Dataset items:

========================================================================

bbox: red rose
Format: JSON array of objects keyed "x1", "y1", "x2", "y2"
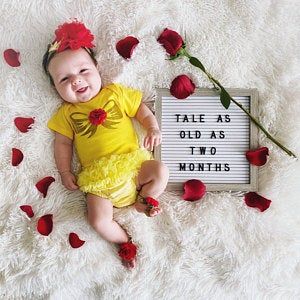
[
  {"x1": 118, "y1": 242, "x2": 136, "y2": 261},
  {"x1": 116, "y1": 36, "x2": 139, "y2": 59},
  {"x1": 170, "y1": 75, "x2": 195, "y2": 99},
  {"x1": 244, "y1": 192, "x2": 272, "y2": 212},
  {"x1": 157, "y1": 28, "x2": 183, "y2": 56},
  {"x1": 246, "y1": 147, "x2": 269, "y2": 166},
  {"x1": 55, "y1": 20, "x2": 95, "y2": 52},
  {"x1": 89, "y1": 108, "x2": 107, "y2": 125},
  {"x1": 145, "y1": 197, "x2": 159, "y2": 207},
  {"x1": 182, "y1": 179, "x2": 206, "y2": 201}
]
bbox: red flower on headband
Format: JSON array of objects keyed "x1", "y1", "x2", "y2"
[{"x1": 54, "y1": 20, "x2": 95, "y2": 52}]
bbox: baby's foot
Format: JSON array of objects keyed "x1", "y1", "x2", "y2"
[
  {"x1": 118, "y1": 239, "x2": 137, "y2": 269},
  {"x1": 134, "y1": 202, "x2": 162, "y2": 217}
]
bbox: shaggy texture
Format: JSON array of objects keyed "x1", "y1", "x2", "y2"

========================================================================

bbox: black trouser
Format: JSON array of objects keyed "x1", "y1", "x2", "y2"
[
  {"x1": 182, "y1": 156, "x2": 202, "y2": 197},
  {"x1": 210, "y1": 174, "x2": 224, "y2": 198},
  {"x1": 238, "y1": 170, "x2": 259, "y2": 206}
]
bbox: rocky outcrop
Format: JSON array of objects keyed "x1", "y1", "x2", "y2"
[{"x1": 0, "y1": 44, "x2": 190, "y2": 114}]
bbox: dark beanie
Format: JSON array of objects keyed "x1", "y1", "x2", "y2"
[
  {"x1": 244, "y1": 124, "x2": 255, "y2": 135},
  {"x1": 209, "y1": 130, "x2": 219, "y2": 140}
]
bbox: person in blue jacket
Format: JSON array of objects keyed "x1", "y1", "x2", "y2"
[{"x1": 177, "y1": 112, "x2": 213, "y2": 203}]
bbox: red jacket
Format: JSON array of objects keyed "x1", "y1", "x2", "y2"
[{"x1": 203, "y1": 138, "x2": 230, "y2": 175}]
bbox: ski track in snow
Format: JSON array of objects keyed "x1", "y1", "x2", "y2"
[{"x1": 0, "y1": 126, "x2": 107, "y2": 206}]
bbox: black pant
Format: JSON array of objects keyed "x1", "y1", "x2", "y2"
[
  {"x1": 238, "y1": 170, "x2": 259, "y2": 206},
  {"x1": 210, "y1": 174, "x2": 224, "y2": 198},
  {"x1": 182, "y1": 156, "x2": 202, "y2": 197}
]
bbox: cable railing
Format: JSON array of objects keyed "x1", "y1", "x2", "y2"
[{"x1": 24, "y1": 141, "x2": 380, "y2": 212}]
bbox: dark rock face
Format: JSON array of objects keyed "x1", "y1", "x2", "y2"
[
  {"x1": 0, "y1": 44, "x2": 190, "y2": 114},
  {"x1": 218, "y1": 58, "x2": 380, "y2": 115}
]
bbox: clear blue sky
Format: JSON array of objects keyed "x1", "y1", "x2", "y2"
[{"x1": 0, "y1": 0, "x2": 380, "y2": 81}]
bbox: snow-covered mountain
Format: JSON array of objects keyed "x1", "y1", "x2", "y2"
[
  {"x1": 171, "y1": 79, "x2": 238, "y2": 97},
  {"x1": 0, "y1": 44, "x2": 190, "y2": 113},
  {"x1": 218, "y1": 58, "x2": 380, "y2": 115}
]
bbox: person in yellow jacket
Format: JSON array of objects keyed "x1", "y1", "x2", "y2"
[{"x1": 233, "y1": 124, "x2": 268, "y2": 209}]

========================================================================

● **Instructions to follow**
Filter the dataset items above, copying every line that contains the word "blue".

● **Solution for this task**
bbox: person in blue jacket
bbox: clear blue sky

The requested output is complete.